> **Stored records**
═══
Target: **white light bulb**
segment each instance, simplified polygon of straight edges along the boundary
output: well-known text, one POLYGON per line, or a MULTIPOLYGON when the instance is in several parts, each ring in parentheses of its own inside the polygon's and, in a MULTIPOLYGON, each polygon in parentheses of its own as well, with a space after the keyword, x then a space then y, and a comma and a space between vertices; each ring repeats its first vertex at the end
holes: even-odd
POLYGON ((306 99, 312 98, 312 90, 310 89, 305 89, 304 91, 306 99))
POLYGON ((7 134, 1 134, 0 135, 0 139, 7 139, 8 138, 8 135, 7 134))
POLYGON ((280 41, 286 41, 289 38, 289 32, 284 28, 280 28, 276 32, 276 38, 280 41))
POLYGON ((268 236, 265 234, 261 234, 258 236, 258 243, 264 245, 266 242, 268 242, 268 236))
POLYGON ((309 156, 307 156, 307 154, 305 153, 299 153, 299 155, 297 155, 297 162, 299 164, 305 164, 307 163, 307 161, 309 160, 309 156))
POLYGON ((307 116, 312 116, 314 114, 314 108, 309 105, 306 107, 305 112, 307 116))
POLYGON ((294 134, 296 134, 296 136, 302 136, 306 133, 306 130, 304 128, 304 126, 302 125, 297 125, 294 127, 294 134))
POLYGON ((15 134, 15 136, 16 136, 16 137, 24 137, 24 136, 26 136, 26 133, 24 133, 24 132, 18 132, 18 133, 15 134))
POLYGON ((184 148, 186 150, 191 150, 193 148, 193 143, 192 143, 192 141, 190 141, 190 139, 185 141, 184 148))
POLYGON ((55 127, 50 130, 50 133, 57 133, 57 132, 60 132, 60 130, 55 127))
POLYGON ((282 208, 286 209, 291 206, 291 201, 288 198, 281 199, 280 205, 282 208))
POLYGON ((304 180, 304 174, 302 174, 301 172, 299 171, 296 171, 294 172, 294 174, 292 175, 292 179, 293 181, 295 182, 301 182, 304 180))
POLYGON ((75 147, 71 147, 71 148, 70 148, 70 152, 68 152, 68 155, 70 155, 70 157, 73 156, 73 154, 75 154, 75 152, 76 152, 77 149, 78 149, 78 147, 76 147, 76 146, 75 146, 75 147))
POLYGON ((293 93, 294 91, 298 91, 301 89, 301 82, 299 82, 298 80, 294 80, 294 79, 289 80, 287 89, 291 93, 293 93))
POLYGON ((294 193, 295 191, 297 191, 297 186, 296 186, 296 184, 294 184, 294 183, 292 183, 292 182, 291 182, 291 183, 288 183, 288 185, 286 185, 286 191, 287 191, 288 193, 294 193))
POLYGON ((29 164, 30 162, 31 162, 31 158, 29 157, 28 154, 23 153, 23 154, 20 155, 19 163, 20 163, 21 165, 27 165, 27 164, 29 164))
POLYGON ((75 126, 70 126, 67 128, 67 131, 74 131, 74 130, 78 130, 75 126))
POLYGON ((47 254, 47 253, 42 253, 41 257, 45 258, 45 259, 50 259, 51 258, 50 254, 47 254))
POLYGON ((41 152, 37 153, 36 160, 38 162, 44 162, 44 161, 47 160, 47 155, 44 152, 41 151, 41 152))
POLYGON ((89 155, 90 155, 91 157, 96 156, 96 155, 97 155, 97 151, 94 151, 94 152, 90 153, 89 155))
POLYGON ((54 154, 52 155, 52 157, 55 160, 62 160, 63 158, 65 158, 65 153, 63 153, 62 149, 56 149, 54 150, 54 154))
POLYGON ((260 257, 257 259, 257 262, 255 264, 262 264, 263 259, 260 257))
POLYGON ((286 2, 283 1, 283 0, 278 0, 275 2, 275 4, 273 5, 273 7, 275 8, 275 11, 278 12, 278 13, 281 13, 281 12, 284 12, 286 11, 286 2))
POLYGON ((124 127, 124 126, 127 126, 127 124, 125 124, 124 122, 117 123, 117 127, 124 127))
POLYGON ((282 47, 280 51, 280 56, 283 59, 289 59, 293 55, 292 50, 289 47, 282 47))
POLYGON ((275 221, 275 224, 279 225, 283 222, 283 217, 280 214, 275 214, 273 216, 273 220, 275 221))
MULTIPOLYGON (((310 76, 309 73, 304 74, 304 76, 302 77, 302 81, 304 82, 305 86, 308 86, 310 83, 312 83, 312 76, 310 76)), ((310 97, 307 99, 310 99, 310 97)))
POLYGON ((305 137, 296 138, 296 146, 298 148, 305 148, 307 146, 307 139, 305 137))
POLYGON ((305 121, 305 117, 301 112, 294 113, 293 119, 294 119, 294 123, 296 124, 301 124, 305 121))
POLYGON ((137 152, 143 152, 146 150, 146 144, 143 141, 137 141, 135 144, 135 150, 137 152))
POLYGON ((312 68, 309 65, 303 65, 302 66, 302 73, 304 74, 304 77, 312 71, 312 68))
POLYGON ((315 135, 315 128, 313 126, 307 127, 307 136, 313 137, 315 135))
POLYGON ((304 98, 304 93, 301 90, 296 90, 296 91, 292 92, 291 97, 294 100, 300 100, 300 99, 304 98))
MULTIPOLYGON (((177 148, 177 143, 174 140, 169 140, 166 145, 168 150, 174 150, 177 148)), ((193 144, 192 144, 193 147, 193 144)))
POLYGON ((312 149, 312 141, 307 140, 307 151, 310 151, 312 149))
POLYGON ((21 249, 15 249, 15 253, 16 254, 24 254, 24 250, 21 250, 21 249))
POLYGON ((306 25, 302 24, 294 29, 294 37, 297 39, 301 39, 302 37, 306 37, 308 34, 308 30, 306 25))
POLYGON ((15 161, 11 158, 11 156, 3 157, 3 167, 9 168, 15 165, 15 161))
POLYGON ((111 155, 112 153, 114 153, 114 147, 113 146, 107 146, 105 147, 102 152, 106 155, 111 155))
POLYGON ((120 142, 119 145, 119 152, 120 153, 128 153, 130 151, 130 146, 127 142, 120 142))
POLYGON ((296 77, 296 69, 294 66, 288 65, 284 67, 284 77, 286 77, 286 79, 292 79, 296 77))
═══
> **Problem**
Word for word, write out all of the entries again.

> **Written reply**
Target: **white light bulb**
segment each instance, simplified polygon of straight edges along the boundary
output: well-known text, one POLYGON per line, or a MULTIPOLYGON when the instance is in several parts, each ring in parentheses of its own inside the polygon's and, in a MULTIPOLYGON, each polygon in parentheses of its own as well, with a space after the keyword, x then a space then y, and a comma and a space between vertices; each ring repeats its first vertex at the end
holes: even-odd
POLYGON ((306 99, 312 98, 312 90, 310 89, 305 89, 304 91, 306 99))
POLYGON ((7 134, 1 134, 0 135, 0 139, 7 139, 8 138, 8 135, 7 134))
POLYGON ((280 41, 286 41, 289 38, 289 32, 284 28, 280 28, 276 32, 276 38, 280 41))
POLYGON ((268 236, 265 234, 261 234, 258 236, 258 243, 264 245, 266 242, 268 242, 268 236))
POLYGON ((309 156, 307 156, 307 154, 305 153, 299 153, 299 155, 297 155, 297 162, 299 164, 305 164, 307 163, 307 161, 309 160, 309 156))
POLYGON ((307 116, 312 116, 314 114, 314 108, 309 105, 306 107, 305 112, 307 116))
POLYGON ((294 134, 296 134, 296 136, 302 136, 306 133, 306 130, 304 128, 304 126, 302 125, 297 125, 294 127, 294 134))
POLYGON ((15 134, 15 136, 16 136, 16 137, 24 137, 24 136, 26 136, 26 133, 24 133, 24 132, 18 132, 18 133, 15 134))
POLYGON ((184 148, 186 150, 191 150, 193 148, 193 143, 192 143, 192 141, 190 141, 190 139, 185 141, 184 148))
POLYGON ((55 127, 50 130, 50 133, 57 133, 57 132, 60 132, 60 130, 55 127))
POLYGON ((282 208, 286 209, 291 206, 291 201, 288 198, 281 199, 280 205, 282 208))
POLYGON ((304 180, 304 174, 302 174, 301 172, 299 171, 296 171, 294 172, 294 174, 292 175, 292 179, 293 181, 295 182, 301 182, 304 180))
POLYGON ((75 147, 71 147, 71 148, 70 148, 70 152, 68 152, 68 155, 70 155, 70 157, 73 156, 73 154, 75 154, 75 152, 76 152, 77 149, 78 149, 78 147, 76 147, 76 146, 75 146, 75 147))
POLYGON ((293 93, 294 91, 298 91, 301 89, 301 82, 299 82, 298 80, 294 80, 294 79, 289 80, 287 89, 291 93, 293 93))
POLYGON ((294 193, 295 191, 297 191, 297 186, 296 186, 296 184, 294 184, 294 183, 292 183, 292 182, 291 182, 291 183, 288 183, 288 185, 286 185, 286 191, 287 191, 288 193, 294 193))
POLYGON ((29 164, 30 162, 31 162, 31 158, 29 157, 28 154, 23 153, 23 154, 20 155, 19 163, 20 163, 21 165, 27 165, 27 164, 29 164))
POLYGON ((75 126, 70 126, 67 128, 67 131, 74 131, 74 130, 78 130, 75 126))
POLYGON ((47 254, 47 253, 42 253, 41 257, 45 258, 45 259, 50 259, 51 258, 50 254, 47 254))
POLYGON ((41 152, 37 153, 36 160, 38 162, 44 162, 44 161, 47 160, 47 155, 44 152, 41 151, 41 152))
POLYGON ((89 155, 90 155, 91 157, 96 156, 96 155, 97 155, 97 151, 94 151, 94 152, 90 153, 89 155))
POLYGON ((54 154, 52 155, 52 157, 55 160, 62 160, 63 158, 65 158, 65 153, 63 153, 62 149, 56 149, 54 150, 54 154))
POLYGON ((260 257, 257 259, 257 262, 255 264, 262 264, 263 259, 260 257))
POLYGON ((286 2, 283 1, 283 0, 278 0, 275 2, 275 4, 273 5, 273 7, 275 8, 275 11, 278 12, 278 13, 281 13, 281 12, 284 12, 286 11, 286 2))
POLYGON ((124 127, 124 126, 127 126, 127 124, 125 124, 124 122, 117 123, 117 127, 124 127))
POLYGON ((282 47, 280 51, 280 56, 283 59, 289 59, 293 55, 292 50, 289 47, 282 47))
POLYGON ((275 221, 275 224, 279 225, 283 222, 283 217, 280 214, 275 214, 273 216, 273 220, 275 221))
MULTIPOLYGON (((310 76, 309 73, 304 74, 304 76, 302 77, 302 81, 304 82, 305 86, 308 86, 310 83, 312 83, 312 76, 310 76)), ((310 97, 307 99, 310 99, 310 97)))
POLYGON ((305 137, 296 138, 296 146, 298 148, 305 148, 307 146, 307 139, 305 137))
POLYGON ((305 121, 305 117, 301 112, 294 113, 293 119, 294 119, 294 123, 296 124, 301 124, 305 121))
POLYGON ((137 152, 143 152, 146 150, 146 144, 143 141, 137 141, 135 144, 135 150, 137 152))
POLYGON ((312 68, 309 65, 303 65, 302 66, 302 73, 304 74, 304 77, 312 71, 312 68))
POLYGON ((315 135, 315 128, 313 126, 307 127, 307 136, 313 137, 315 135))
POLYGON ((304 98, 304 93, 301 90, 296 90, 296 91, 292 92, 291 97, 294 100, 300 100, 300 99, 304 98))
MULTIPOLYGON (((177 148, 177 143, 174 140, 169 140, 166 145, 168 150, 174 150, 177 148)), ((193 144, 192 144, 193 147, 193 144)))
POLYGON ((312 149, 312 141, 307 140, 307 151, 310 151, 312 149))
POLYGON ((21 249, 15 249, 15 253, 16 254, 24 254, 24 250, 21 250, 21 249))
POLYGON ((306 25, 302 24, 294 29, 294 37, 297 39, 301 39, 302 37, 306 37, 308 34, 308 30, 306 25))
POLYGON ((15 161, 11 158, 11 156, 3 157, 3 167, 9 168, 15 165, 15 161))
POLYGON ((111 155, 112 153, 114 153, 114 147, 113 146, 107 146, 105 147, 102 152, 106 155, 111 155))
POLYGON ((120 142, 119 145, 119 152, 120 153, 128 153, 130 151, 130 146, 127 142, 120 142))
POLYGON ((296 77, 296 69, 294 66, 288 65, 284 67, 284 77, 286 77, 286 79, 292 79, 296 77))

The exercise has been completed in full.